[Short task a]:
In the data records, change "green leaf" to "oak leaf" in the lines running from the one containing "Annotate each instance of the green leaf" through the end of the records. Reproduce only those lines, with nothing else altered.

In PatrickSVM/knapsack: Algorithms to solve the knapsack problem
knitr::opts_chunk$set(
collapse = TRUE,
comment = "#>"
#eval = FALSE
)
options(expressions = 50000)
Package description
The package "knapsack" is based on laboratory 6 of the course "Advanced R programming" at LiU. It implements 3 different algorithms to solve or at least approximate the optimal solution for the famous knapsack optimization problem:
| Algorithm | Description | Complexity |
|:---------------|:--------------|---------------:|
| Brute Force | Tries out all $2^n$ possible item-combinations | $O(2^n)$ |
| Dynamic Programming | Uses dynamic programming for solving the problem | $O(Wn)$ |
| Greedy Heuristic | Heuristic approach to find a good approximation of the optimal solution | $O(n\ log(n))$ |
In the following paragraphs, we demonstrate the proper usage of the packages functions and also analyze the time complexity of the different algorithms.
Brute Force Algorithm
The following code shows two examples of the brute force algorithm.
library(knapsack)
# we create a dataframe with 2000 possible knapsack items
knapsack_objects <- get_knapsack_objects(2000)
# Example 1:
# now the brute force algorithm is used to solve for the first 8 items with a
# maximum weight W of 3500
brute_force_knapsack(x = knapsack_objects[1:8, ], W = 3500)
# Example 2:
# now the brute force algorithm is used to solve for the first 12 items with a
# maximum weight W of 2000
brute_force_knapsack(x = knapsack_objects[1:12,], W = 2000)
Computation time - Brute Force
# number of items = 16, W = 3500
time <- system.time(brute_force_knapsack(x = knapsack_objects[1:16, ], W = 3500))
time
cat(sprintf(" Computation time for Brute Force (16 items): %#.4f seconds\n\n", time[3]),
sprintf("Computation time for Brute Force (18 items): %#.4f seconds\n\n", system.time(brute_force_knapsack(x = knapsack_objects[1:18, ], W = 3500))[3]),
sprintf("Computation time for Brute Force (20 items): %#.4f seconds\n\n", system.time(brute_force_knapsack(x = knapsack_objects[1:20, ], W = 3500))[3]))
Dynamic Programming
The following code shows the same two examples as before but uses the dynamic programming algorithm.
# Example 1:
# now the dynamic programming algorithm is used to solve for the first 8 items with a
# maximum weight W of 3500
knapsack_dynamic(x = knapsack_objects[1:8, ], W = 3500)

[Short task b]:
Continue the write-up on the knapsack package from the point where it stops.

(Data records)
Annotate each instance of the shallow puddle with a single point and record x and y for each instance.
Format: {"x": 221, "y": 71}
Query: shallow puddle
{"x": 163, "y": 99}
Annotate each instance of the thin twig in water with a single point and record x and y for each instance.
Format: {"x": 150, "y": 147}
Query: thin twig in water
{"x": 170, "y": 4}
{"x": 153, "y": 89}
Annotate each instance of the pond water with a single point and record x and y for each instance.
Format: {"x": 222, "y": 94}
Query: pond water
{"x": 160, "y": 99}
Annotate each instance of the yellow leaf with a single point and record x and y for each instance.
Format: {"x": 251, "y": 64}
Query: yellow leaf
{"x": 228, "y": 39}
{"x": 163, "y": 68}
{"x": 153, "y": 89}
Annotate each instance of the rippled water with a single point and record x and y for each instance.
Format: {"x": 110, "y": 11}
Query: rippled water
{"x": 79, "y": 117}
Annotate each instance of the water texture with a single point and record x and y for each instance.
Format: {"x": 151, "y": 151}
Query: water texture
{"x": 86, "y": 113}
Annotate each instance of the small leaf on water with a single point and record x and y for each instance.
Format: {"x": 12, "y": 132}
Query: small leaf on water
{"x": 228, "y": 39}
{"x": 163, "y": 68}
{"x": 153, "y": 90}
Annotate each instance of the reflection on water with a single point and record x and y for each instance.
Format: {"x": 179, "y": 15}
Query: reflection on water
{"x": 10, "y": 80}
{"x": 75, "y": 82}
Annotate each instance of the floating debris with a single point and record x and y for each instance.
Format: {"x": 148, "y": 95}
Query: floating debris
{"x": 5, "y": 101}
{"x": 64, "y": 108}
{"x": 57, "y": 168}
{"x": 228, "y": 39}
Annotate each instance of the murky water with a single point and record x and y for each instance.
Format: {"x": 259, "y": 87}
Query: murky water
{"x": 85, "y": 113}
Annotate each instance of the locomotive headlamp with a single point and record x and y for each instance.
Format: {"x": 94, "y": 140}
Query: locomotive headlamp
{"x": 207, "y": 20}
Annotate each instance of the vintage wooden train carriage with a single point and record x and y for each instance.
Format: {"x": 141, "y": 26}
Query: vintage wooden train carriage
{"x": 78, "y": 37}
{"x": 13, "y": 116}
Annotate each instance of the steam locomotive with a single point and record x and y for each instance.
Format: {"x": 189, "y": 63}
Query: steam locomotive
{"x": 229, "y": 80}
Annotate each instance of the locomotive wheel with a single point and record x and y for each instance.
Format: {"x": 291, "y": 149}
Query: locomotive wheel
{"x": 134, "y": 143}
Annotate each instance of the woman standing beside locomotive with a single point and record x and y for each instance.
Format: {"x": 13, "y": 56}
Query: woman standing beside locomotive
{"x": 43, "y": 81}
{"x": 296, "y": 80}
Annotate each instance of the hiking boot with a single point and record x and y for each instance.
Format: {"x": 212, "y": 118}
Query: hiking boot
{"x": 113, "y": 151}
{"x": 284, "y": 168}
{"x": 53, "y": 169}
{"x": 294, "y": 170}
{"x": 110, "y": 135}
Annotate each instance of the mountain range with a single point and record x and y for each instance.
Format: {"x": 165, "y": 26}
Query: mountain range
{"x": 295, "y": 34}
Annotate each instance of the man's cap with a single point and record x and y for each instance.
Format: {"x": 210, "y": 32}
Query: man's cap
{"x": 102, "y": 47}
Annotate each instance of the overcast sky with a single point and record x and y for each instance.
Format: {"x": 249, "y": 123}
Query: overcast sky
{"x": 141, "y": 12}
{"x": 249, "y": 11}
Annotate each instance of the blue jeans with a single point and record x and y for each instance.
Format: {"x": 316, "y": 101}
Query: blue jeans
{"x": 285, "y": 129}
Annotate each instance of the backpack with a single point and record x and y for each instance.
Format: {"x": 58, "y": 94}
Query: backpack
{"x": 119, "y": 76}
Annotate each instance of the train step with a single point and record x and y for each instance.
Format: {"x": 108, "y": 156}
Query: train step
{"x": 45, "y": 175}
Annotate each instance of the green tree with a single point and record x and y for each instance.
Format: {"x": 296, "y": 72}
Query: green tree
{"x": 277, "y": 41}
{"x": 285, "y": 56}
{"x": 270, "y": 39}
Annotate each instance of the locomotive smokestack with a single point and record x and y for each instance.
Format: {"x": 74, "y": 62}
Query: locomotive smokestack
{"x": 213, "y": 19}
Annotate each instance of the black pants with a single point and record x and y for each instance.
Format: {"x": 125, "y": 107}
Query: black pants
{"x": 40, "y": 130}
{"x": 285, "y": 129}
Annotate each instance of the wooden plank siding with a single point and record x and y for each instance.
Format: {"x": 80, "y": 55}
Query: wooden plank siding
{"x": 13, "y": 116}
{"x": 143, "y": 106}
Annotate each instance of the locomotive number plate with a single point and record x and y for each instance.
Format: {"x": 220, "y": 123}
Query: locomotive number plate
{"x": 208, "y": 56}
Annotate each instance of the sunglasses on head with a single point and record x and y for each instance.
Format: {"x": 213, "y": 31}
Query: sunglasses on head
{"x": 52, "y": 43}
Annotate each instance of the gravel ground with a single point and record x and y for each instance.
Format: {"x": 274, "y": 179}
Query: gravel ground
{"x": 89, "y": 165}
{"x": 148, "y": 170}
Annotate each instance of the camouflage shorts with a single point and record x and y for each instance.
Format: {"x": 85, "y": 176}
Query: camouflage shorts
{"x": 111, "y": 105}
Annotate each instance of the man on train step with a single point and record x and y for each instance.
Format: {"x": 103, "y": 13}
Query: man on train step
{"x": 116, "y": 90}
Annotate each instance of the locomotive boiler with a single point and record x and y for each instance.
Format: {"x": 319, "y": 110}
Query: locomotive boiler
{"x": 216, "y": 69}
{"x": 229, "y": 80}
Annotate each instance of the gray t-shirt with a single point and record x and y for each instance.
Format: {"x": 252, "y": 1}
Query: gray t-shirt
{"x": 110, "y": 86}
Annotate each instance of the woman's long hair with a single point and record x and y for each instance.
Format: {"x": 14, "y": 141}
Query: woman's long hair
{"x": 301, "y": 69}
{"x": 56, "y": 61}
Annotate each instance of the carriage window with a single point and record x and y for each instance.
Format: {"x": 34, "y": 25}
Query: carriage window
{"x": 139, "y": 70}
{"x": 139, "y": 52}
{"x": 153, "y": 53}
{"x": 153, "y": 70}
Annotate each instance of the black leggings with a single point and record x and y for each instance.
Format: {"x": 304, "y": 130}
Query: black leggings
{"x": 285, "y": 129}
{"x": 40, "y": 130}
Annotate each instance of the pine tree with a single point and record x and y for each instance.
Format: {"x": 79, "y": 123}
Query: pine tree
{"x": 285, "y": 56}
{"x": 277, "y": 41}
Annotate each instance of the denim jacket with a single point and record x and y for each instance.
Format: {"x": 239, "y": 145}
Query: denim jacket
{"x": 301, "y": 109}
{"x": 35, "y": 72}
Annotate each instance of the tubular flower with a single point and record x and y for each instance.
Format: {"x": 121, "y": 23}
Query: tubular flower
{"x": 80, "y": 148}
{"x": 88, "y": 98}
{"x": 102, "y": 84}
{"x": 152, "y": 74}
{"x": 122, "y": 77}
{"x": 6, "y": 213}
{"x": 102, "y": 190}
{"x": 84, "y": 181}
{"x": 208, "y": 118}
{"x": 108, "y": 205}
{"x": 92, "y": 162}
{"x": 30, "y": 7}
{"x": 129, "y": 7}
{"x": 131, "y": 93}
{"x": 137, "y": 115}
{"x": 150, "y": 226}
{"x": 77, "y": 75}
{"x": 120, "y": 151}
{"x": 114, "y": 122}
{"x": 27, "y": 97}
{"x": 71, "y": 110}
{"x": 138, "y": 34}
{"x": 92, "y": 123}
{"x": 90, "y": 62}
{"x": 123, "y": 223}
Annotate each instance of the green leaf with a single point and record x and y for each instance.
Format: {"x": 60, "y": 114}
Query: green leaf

[Exercise answer a]:
Annotate each instance of the oak leaf with a single point and record x and y for each instance.
Format: {"x": 60, "y": 114}
Query: oak leaf

[Exercise answer b]:
# Example 2:
# now the dynamic programming algorithm is used to solve for the first 12 items with a
# maximum weight W of 2000
knapsack_dynamic(x = knapsack_objects[1:12,], W = 2000)
Computation time - Dynamic Programming
# number of items = 125, W = 3500
time <- system.time(knapsack_dynamic(x = knapsack_objects[1:125, ], W = 3500))
time
cat(sprintf(" Computation time for Dynamic Programming (125 items): %#.4f seconds\n\n", time[3]),
sprintf("Computation time for Dynamic Programming (250 items): %#.4f seconds\n\n", system.time(knapsack_dynamic(x = knapsack_objects[1:250, ], W = 3500))[3]),
sprintf("Computation time for Dynamic Programming (500 items): %#.4f seconds\n\n", system.time(knapsack_dynamic(x = knapsack_objects[1:500, ], W = 3500))[3]))
Greedy Heuristic
The following code shows two examples for the usage of the greedy heuristic, with a higher amount of items.
# Example 1:
# now the greedy heuristic is used to solve for the first 800 items with a
# maximum weight W of 3500
greedy_knapsack(x = knapsack_objects[1:800,], W = 3500)
# Example 2:
# now the greedy heuristic is used to solve for the first 1200 items with a
# maximum weight W of 2000
greedy_knapsack(x = knapsack_objects[1:1200,], W = 2000)
Computation time - Greedy Heuristic
# we create a dataframe with 1,000,000 possible knapsack items
knapsack_objects <- get_knapsack_objects(1000000)
# number of items = 10000, W = 3500
time <- system.time(greedy_knapsack(x = knapsack_objects[1:10000, ], W = 3500))
print(time)
cat(sprintf(" Computation time for Greedy Heuristic (10,000 items): %#.4f seconds\n\n", time[3]),
sprintf("Computation time for Greedy Heuristic (100,000 items): %#.4f seconds\n\n", system.time(greedy_knapsack(x = knapsack_objects[1:100000, ], W = 3500))[3]),
sprintf("Computation time for Greedy Heuristic (1,000,000 items): %#.4f seconds\n\n", system.time(greedy_knapsack(x = knapsack_objects, W = 3500))[3]))
Optimization of Computational Time
After profiling the two algorithms, Brute Force and Dynamic Programming, an optimized version of both of them was created, to reduce bottlenecks and thus computational time.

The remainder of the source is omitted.